_Problem to work on_
From the line with "Kindly put a point on every instance of the solid" through the final line, please write out the listing exactly, including both of those lines.
- - - - -
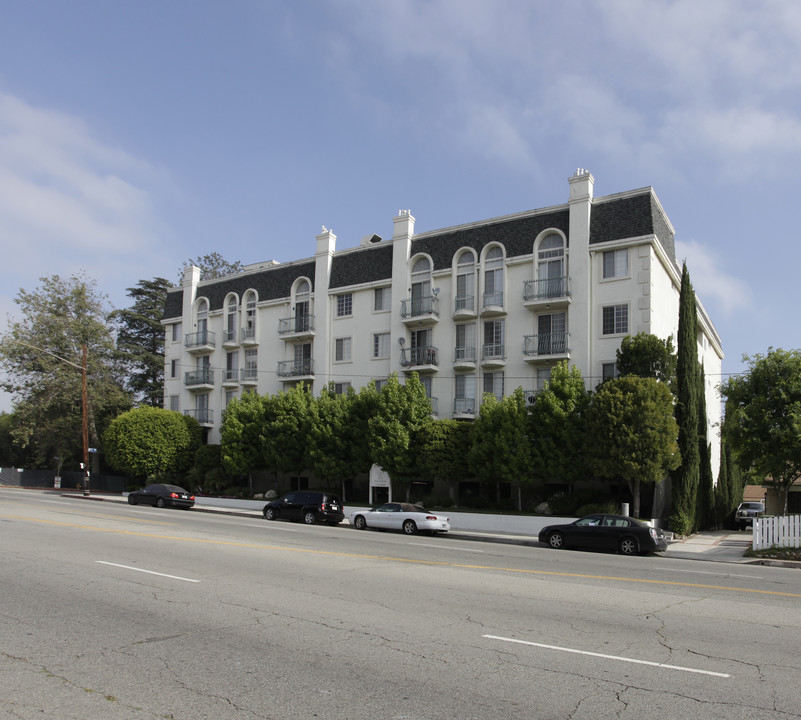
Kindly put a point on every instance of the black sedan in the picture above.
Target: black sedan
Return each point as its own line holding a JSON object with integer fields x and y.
{"x": 162, "y": 496}
{"x": 606, "y": 532}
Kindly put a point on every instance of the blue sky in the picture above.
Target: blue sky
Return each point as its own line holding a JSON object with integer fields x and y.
{"x": 137, "y": 135}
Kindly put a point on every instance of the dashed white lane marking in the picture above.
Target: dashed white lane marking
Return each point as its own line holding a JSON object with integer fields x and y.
{"x": 609, "y": 657}
{"x": 149, "y": 572}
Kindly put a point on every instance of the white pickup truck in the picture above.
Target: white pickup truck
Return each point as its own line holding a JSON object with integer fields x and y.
{"x": 747, "y": 512}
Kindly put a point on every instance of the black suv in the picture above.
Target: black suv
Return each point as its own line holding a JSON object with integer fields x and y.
{"x": 311, "y": 506}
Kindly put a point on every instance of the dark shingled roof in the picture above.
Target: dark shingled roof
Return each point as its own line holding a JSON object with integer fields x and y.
{"x": 270, "y": 284}
{"x": 613, "y": 219}
{"x": 516, "y": 235}
{"x": 369, "y": 264}
{"x": 631, "y": 217}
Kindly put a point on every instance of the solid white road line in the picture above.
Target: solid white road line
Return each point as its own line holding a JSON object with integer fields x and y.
- - - - -
_Written solution_
Kindly put a point on every instance of the solid white road line in the picture above.
Target: solid white road line
Return each point as its own line holding a JSON object with integer fields x and y.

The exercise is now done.